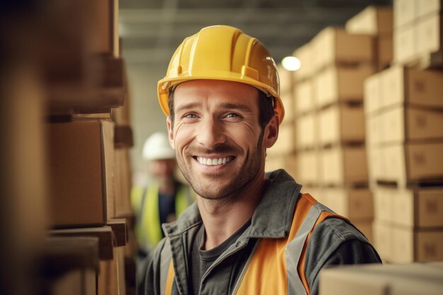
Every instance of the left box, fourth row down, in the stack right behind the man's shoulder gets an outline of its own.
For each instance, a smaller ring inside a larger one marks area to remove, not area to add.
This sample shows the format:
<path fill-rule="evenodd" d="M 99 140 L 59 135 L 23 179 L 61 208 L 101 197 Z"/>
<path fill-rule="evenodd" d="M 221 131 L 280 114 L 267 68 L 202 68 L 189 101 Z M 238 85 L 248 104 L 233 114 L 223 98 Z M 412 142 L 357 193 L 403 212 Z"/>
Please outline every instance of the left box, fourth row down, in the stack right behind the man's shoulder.
<path fill-rule="evenodd" d="M 298 183 L 302 185 L 316 185 L 320 177 L 318 151 L 303 151 L 297 154 Z"/>

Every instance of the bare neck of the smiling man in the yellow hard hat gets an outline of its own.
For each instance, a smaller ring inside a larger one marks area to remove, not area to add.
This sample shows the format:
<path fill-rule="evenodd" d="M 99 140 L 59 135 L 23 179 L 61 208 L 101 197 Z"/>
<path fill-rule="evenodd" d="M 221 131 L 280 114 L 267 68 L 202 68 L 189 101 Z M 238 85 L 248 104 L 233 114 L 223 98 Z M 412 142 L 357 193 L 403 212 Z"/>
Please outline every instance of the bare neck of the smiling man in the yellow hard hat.
<path fill-rule="evenodd" d="M 229 198 L 229 201 L 197 196 L 197 204 L 206 231 L 205 250 L 223 243 L 251 219 L 267 183 L 269 180 L 263 178 L 263 181 L 249 187 L 247 192 L 236 198 Z"/>

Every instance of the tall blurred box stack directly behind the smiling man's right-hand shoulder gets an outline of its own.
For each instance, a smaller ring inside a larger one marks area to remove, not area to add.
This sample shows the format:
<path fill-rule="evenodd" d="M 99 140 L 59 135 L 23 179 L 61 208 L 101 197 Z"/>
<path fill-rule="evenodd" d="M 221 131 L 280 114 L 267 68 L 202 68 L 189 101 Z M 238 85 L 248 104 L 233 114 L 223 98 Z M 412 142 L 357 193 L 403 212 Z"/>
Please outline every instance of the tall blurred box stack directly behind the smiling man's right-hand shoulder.
<path fill-rule="evenodd" d="M 297 180 L 371 238 L 362 101 L 363 81 L 375 71 L 374 38 L 325 28 L 294 55 Z"/>

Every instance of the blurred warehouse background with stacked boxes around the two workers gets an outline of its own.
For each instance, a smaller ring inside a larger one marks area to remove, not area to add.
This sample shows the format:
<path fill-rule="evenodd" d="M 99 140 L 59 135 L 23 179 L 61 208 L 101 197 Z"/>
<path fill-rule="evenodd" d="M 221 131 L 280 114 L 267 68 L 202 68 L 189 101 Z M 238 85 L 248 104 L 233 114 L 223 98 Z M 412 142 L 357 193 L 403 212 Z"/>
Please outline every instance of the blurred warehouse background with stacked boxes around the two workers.
<path fill-rule="evenodd" d="M 156 83 L 184 37 L 217 24 L 279 66 L 266 170 L 386 263 L 328 270 L 321 295 L 442 294 L 442 23 L 440 0 L 2 1 L 0 294 L 135 294 L 130 189 L 145 139 L 166 132 Z"/>

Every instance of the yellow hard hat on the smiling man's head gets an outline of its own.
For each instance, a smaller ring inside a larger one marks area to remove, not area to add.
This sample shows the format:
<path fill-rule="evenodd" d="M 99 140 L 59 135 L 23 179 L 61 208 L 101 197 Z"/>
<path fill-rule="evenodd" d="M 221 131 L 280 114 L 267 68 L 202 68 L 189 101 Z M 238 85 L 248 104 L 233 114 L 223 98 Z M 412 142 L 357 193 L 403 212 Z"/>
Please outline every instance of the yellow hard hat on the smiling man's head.
<path fill-rule="evenodd" d="M 284 117 L 277 66 L 266 47 L 228 25 L 202 28 L 185 38 L 157 86 L 161 110 L 169 115 L 168 89 L 190 80 L 211 79 L 246 83 L 277 100 L 279 124 Z"/>

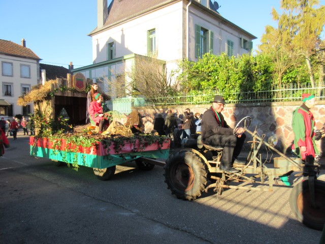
▬▬▬
**The task:** Transcribe every entry exactly, leaving out the pictures.

**Answer to this exercise:**
Every instance of the left box, fourth row down, in the stack right behind the man's shoulder gets an outline of its own.
For each instance, a smaller ring inside a larger one marks area to remove, not area to add.
This sample shows the format:
<path fill-rule="evenodd" d="M 99 140 L 59 135 L 23 179 L 61 208 L 101 197 Z"/>
<path fill-rule="evenodd" d="M 221 131 L 280 114 L 267 68 L 202 68 L 189 101 Z M 238 85 L 248 104 L 233 114 L 223 98 Z M 412 142 L 357 193 L 403 212 Z"/>
Please outline every instance of the left box, fourth row down, in the stack right behind the man's shoulder.
<path fill-rule="evenodd" d="M 298 183 L 302 185 L 316 185 L 320 177 L 318 151 L 303 151 L 297 154 Z"/>

Every instance of the bare neck of the smiling man in the yellow hard hat gets an outline of its own.
For each instance, a smaller ring inside a larger one marks area to remove, not area to add.
This sample shows the format:
<path fill-rule="evenodd" d="M 99 140 L 59 135 L 23 179 L 61 208 L 101 197 Z"/>
<path fill-rule="evenodd" d="M 221 131 L 280 114 L 267 68 L 202 68 L 189 101 Z M 238 85 L 248 104 L 233 114 L 223 98 Z M 412 142 L 357 193 L 403 212 Z"/>
Please outline every instance of the bare neck of the smiling man in the yellow hard hat.
<path fill-rule="evenodd" d="M 229 198 L 229 201 L 197 196 L 197 204 L 206 231 L 205 250 L 223 243 L 251 219 L 267 183 L 269 180 L 263 178 L 263 181 L 249 187 L 247 192 L 236 198 Z"/>

Every instance of the tall blurred box stack directly behind the smiling man's right-hand shoulder gets an outline of its own.
For each instance, a smaller ring inside a larger one marks area to remove, not area to add.
This sample shows the format:
<path fill-rule="evenodd" d="M 99 140 L 59 135 L 23 179 L 61 208 L 101 197 Z"/>
<path fill-rule="evenodd" d="M 221 131 L 280 114 L 267 68 L 202 68 L 189 101 Z M 238 85 L 248 104 L 233 114 L 223 98 Z M 412 142 L 357 193 L 403 212 Z"/>
Please outline every instance of the tall blurred box stack directly behind the smiling man's right-hand shoulder.
<path fill-rule="evenodd" d="M 297 180 L 371 238 L 362 101 L 363 81 L 375 71 L 374 38 L 325 28 L 294 55 Z"/>

Every instance of the blurred warehouse background with stacked boxes around the two workers gets an outline of its own.
For each instance, a smaller ring inside a larger one marks area to remove, not area to add.
This sample shows the format:
<path fill-rule="evenodd" d="M 99 140 L 59 135 L 23 179 L 61 208 L 101 197 Z"/>
<path fill-rule="evenodd" d="M 221 131 L 280 114 L 267 68 L 202 68 L 189 101 Z M 238 85 L 248 104 L 233 114 L 223 98 Z M 412 142 L 357 193 L 403 212 Z"/>
Please outline every instance of the blurred warehouse background with stacked boxes around the two workers.
<path fill-rule="evenodd" d="M 156 83 L 184 37 L 217 24 L 279 66 L 266 170 L 386 263 L 328 270 L 321 295 L 442 294 L 442 23 L 440 0 L 2 1 L 0 294 L 135 294 L 130 189 L 145 139 L 166 132 Z"/>

Every instance of the yellow hard hat on the smiling man's head gets an outline of its own.
For each instance, a smaller ring inside a larger one marks area to remove, not area to add.
This sample shows the format:
<path fill-rule="evenodd" d="M 99 140 L 59 135 L 23 179 L 61 208 L 101 197 Z"/>
<path fill-rule="evenodd" d="M 221 131 L 280 114 L 267 68 L 202 68 L 189 101 Z M 238 85 L 248 104 L 233 114 L 223 98 Z M 412 142 L 357 193 L 403 212 Z"/>
Please outline every instance of the yellow hard hat on the smiling man's head.
<path fill-rule="evenodd" d="M 284 117 L 277 66 L 266 47 L 228 25 L 202 28 L 185 38 L 157 86 L 161 110 L 169 115 L 168 89 L 190 80 L 211 79 L 246 83 L 277 100 L 279 124 Z"/>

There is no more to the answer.